>> START DOCUMENT PASSAGE
In [332]:
import torch 
from torch import nn
import numpy as np
import pandas as pd
import matplotlib.pyplot as plt
import seaborn as sns
import requests, re

%matplotlib inline

In [333]:
import praw

user_agent = "Scraper 1.0 by /u/arnavg13"
reddit = praw.Reddit(
    client_id = "i69a55gneYS1cazqZCBE1g", 
    client_secret = "kxUTufTD_13UMTooaGidM3uNDAg7_A",
    user_agent = user_agent
)

In [None]:
subreddit = reddit.subreddit("progresspics")
posts = subreddit.hot(limit = 500) 
file_names, raw_labels, metadata = [], [], []
for i, post in enumerate(posts):
    url = post.url
    file_name = url.split("/")
    if not len(file_name):
        file_name = re.findall("/(.*?)", url)
    file_name = file_name[-1]
    if "." not in file_name:
        continue
    r = requests.get(url)
    with open("images/_" + str(i) + ".jpg", "wb") as f:
        f.write(r.content)
    file_names.append(file_name)
    raw_labels.append(post.title)
    metadata.append(post.link_flair_text)
>> END DOCUMENT PASSAGE
**TASKS TO COMPLETE**
A - Rewrite the Reddit scraping notebook code starting with "file_names, raw_labels, metadata" and going on through "f.write(r.content)", substituting "downloads/_" for "images/_".
B - Supply the next part of the Reddit scraping notebook, beginning after its final line of code.
>> START DATA SHOWN
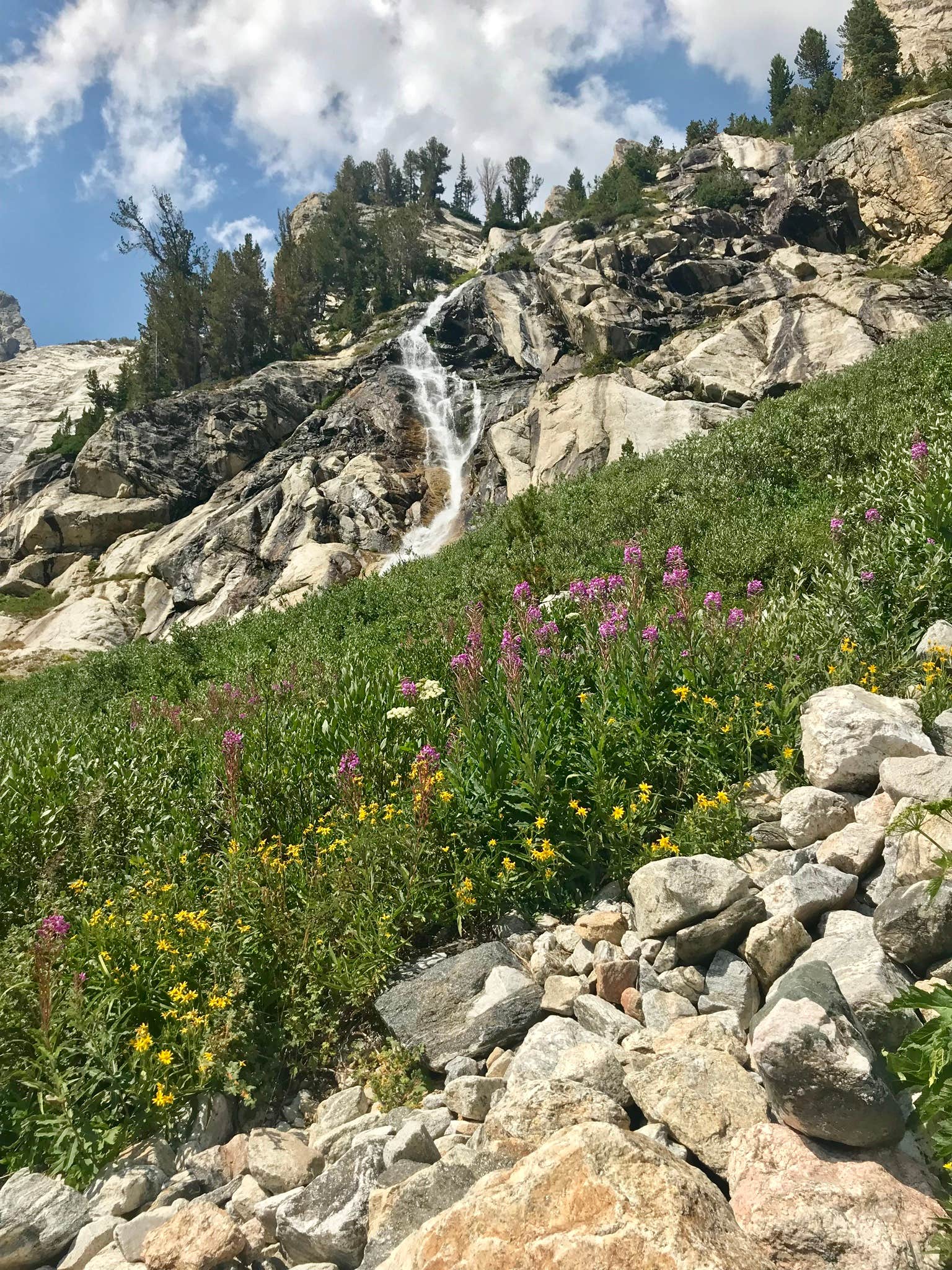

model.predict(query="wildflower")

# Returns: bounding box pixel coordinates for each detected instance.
>> END DATA SHOWN
**RESPONSES TO THE TASKS**
A -
file_names, raw_labels, metadata = [], [], []
for i, post in enumerate(posts):
    url = post.url
    file_name = url.split("/")
    if not len(file_name):
        file_name = re.findall("/(.*?)", url)
    file_name = file_name[-1]
    if "." not in file_name:
        continue
    r = requests.get(url)
    with open("downloads/_" + str(i) + ".jpg", "wb") as f:
        f.write(r.content)

B -
Our first task is to get the exact heights from each person's annotations on the subreddit. We do this in an automated fashion for every example using the get_height function below. 

In [219]:
def get_height(i, raw_labels, metadata):
    """
    Using both the annotations and the flair text, we gather enough information to access 
    the exact height of each individual in inches. If there is no valid information in either
    datum, we will return None to indicate that this datapoint is not useful and needs to be removed. 
    """
    label = raw_labels[i]
    flair_text = metadata[i]
    if flair_text and flair_text != 'n/a':
        curr = flair_text.split()[1]
        H_feet = curr.split("'")[0]
        H_inch = curr.split("'")[1].split("”")[0]
        height = int(H_feet) * 12 + int(H_inch)
    else:
        curr = label.split()[0].split("/")[2]
        # Figure out the number of feet
        if '’' in curr:
            cand_feet = curr.split("’")[0]
            if '"' in cand_feet or '’' in cand_feet or '”' in cand_feet or "“" in cand_feet:
                return None
            if 'ft' in cand_feet:
                return None
            # Consider the case where we get cm instead -- we don't want this.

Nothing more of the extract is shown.